# START OF Source extract

Romanian Foreign Minister Mircea Geoana has taken over the chairmanship of the Organization for Security and Cooperation in Europe during a time of democratic promise in the Balkans. In an interview with RFE/RL correspondent Robert McMahon in New York, Geoana speaks about the need for closer ties between the OSCE and UN to resolve the security problems throughout the former communist region in transition.

United Nations, 30 January 2001 (RFE/RL) -- The new chairman of the Organization for Security and Cooperation in Europe, or OSCE, has urged the UN Security Council to work more closely with his organization to improve efforts at conflict prevention and crisis management.

Romanian Foreign Minister Mircea Geoana is concluding his first month as OSCE chief with a visit to UN headquarters in New York. He met behind closed doors with the Security Council yesterday (Monday) in a meeting that focused on the prospects for provincial elections in Kosovo later this year.

The OSCE currently trains candidates for the Kosovo police force and is involved in promoting democracy and civil society in the Serbian province. Geoana told council members closer cooperation is needed between the OSCE and UN mission that runs Kosovo to prepare for elections later this year.

He said any decisions by the United Nations on setting up new elected institutions should be made in consultation with the OSCE, which has the responsibility for organizing elections.

Following yesterday's meeting, Geoana discussed priority areas for the OSCE under Romania's chairmanship in an interview with RFE/RL. Cooperation with the Security Council, he said, is crucial and he was encouraged by the 90-minute meeting.

"I think it's a very good start. It's a first in the history of both organizations to have such a meeting and our intention is to work ever closer with the UN, its agencies and really have a synergistic vision about the mutual role our two institutions are playing at the global and regional levels."

The Romanian foreign minister proposed that the two organizations could start by establishing a formal method for exchanging information gathered from common field missions in crisis areas. He said the UN and OSCE should also attend each other's meetings on topics of common concern, such as conflict resolution and organizing elections.

The council issued a short statement after the meeting saying it had a "constructive discussion" with Geoana but did not mention any specifics.

Geoana told our correspondent he was encouraged by the support his organization has received so far from the new government of Yugoslav President Vojislav Kostunica. The OSCE is in the process of setting up a Belgrade office that will deal with sensitive issues such as the future role of Kosovo and the republic of Montenegro in a future Yugoslavia.

Geoana says Romania's chairmanship of the OSCE will try to strengthen democracy in Yugoslavia and bring it back into what he called "the European mainstream."

"There are lots of things of concern there -- the relationship between Belgrade and Podgorica, the situation in Presevo and southern Serbia -- and of course we're trying to look at the role of OSCE missions in southeastern Europe and the western Balkans mainly in a more integrated way."

The OSCE faces a potentially more challenging task in Belarus, where its mission is charged with trying to ensure presidential elections later this year are free and fair. Belarus President Alyaksandr Lukashenka said in a television address during the weekend that the OSCE was conspiring with domestic opponents of his government to overthrow his rule. He accused the West of trying to find what he called a Belarusian "version of Kostunica" to replace him.

The OSCE denied the claim, and its chairman yesterday said his organization was committed to helping Belarus hold democratic elections.

"I do believe the OSCE has a role and a duty in engaging the authorities in Minsk for making sure that this time the upcoming elections will be in compliance with European norms of democratic elections, free access of the opposition to the electronic media, and so on and so forth."

# END OF Source extract
# START OF Stored rows

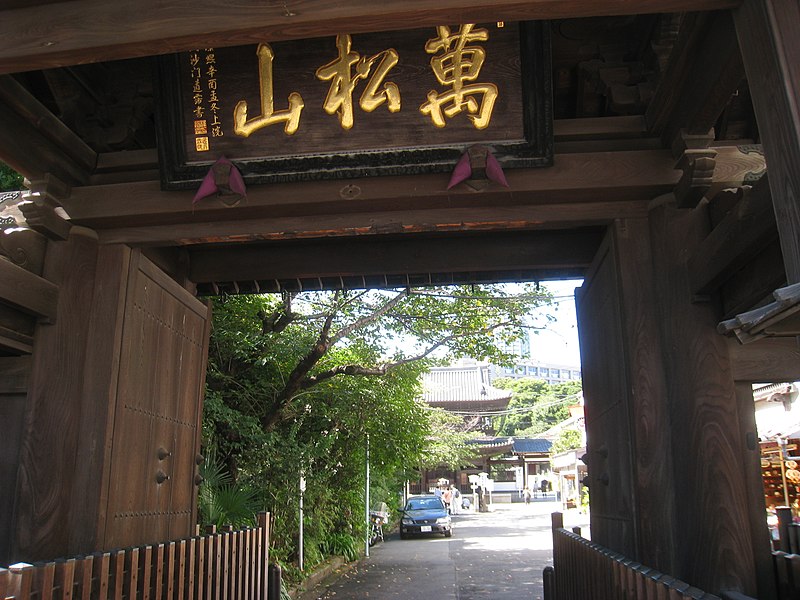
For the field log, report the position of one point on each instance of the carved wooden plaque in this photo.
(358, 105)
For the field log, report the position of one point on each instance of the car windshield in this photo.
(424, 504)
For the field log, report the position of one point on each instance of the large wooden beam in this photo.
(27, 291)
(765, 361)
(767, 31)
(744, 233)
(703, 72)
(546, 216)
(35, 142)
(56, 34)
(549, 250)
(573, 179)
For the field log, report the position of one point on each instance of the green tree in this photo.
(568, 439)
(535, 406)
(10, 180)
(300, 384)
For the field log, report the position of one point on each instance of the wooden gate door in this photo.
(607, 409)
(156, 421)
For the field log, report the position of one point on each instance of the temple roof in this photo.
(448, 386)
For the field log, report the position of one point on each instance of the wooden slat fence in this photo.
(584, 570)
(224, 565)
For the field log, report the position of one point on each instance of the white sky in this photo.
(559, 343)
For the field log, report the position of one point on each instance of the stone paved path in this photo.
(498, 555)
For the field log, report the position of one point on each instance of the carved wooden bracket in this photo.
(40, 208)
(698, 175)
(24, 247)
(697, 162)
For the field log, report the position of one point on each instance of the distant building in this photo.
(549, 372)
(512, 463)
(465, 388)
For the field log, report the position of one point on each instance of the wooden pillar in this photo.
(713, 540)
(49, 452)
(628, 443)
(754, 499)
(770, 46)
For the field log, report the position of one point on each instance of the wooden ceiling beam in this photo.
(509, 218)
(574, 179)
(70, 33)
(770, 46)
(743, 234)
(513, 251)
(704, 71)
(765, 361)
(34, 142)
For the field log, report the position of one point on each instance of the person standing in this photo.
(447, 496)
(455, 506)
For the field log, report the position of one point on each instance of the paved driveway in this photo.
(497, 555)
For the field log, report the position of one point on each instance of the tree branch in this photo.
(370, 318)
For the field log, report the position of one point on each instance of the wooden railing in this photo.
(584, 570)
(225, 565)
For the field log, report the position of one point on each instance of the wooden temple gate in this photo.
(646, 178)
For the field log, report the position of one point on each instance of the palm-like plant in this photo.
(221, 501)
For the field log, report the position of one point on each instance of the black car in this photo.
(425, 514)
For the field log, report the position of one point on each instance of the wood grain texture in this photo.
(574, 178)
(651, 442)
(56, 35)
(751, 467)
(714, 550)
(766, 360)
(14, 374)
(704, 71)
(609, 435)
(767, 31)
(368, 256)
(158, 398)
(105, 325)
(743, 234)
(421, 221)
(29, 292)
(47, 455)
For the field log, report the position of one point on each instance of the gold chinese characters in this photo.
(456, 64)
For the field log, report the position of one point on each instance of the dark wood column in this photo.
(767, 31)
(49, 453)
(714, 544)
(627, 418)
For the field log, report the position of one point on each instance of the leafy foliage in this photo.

# END OF Stored rows

» Exercise instructions
Please edit the part of the report on the OSCE chairman that opens with the words containing "United Nations, 30" and closes with "Kosovo later this year.", replacing "UN headquarters" with "United Nations headquarters". The records were taken from a separate source.

» Answer to this task
United Nations, 30 January 2001 (RFE/RL) -- The new chairman of the Organization for Security and Cooperation in Europe, or OSCE, has urged the UN Security Council to work more closely with his organization to improve efforts at conflict prevention and crisis management.

Romanian Foreign Minister Mircea Geoana is concluding his first month as OSCE chief with a visit to United Nations headquarters in New York. He met behind closed doors with the Security Council yesterday (Monday) in a meeting that focused on the prospects for provincial elections in Kosovo later this year.